═══ EXTRACTED RECORDS ═══

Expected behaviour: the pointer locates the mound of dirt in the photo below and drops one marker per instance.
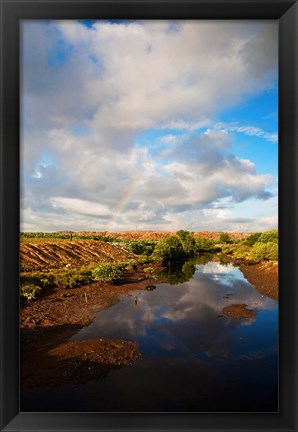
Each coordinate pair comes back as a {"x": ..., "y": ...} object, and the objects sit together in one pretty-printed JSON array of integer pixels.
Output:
[
  {"x": 74, "y": 363},
  {"x": 264, "y": 277},
  {"x": 57, "y": 254},
  {"x": 238, "y": 311}
]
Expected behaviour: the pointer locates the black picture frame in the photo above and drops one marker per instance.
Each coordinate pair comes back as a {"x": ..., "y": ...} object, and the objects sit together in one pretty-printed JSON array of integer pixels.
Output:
[{"x": 286, "y": 11}]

═══

◆ SET TASK ◆
Return every line of the entries above verbatim, but omit the pictures.

◆ EXERCISE RESULT ◆
Expected behaviour: the pointer locates the mound of dirt in the photo below and drops one marker per instance.
Each coordinate pair comes back as a {"x": ..., "y": ...} object, and the objects sit together in one pretty-printed JSON array of integer pixels.
Output:
[
  {"x": 74, "y": 363},
  {"x": 264, "y": 277},
  {"x": 57, "y": 254},
  {"x": 238, "y": 311}
]
Expected behaviour: the pointer locates the black picture frame in the photo above and drops one marker per instance.
Each coordinate pair comes back as a {"x": ..., "y": ...} object, and the objects sit together in one pretty-printed JSON array of integer pixels.
Output:
[{"x": 286, "y": 11}]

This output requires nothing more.